Coordinate annotation entries
┌──
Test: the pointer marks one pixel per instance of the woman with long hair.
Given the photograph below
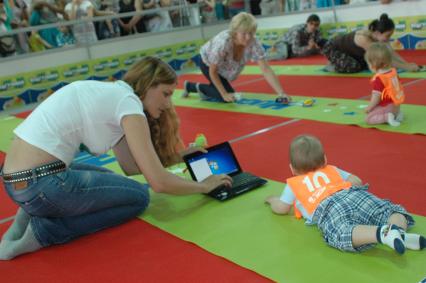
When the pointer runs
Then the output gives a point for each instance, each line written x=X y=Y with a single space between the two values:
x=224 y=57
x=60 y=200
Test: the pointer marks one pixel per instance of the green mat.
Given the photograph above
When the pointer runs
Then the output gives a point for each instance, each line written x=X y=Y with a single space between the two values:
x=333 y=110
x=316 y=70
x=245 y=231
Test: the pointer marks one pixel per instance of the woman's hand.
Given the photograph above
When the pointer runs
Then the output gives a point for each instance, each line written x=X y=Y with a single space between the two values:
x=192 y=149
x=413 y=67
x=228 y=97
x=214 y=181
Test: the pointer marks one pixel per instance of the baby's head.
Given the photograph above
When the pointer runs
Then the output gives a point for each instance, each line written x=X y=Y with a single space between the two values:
└──
┌──
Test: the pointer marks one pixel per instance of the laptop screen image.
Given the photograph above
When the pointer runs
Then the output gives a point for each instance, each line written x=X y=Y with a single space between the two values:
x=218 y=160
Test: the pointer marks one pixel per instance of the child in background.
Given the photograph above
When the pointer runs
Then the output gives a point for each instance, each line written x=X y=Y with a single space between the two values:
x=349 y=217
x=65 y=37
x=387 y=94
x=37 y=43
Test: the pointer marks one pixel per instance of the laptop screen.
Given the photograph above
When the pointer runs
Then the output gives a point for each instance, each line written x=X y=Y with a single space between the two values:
└──
(Aim of the task)
Please replace "pointer" with "cursor" in the entries from the line with "with long hair." to the line with "x=245 y=231", and give back only those lines, otherwise unchanged and without the pictures.

(Right answer)
Test: the cursor marks one pixel per instance of the woman with long hair.
Given the photograph below
When the cursor runs
Then the output gives a point for each instance, each line written x=X y=Y with a single space between the two values:
x=224 y=57
x=60 y=200
Test: the cursor marks one pixel per instance of the green mat.
Given the photograph above
When the cursor runs
Then the output gives a point for each instance, each line written x=X y=Y with a single space between the two values:
x=333 y=110
x=316 y=70
x=245 y=231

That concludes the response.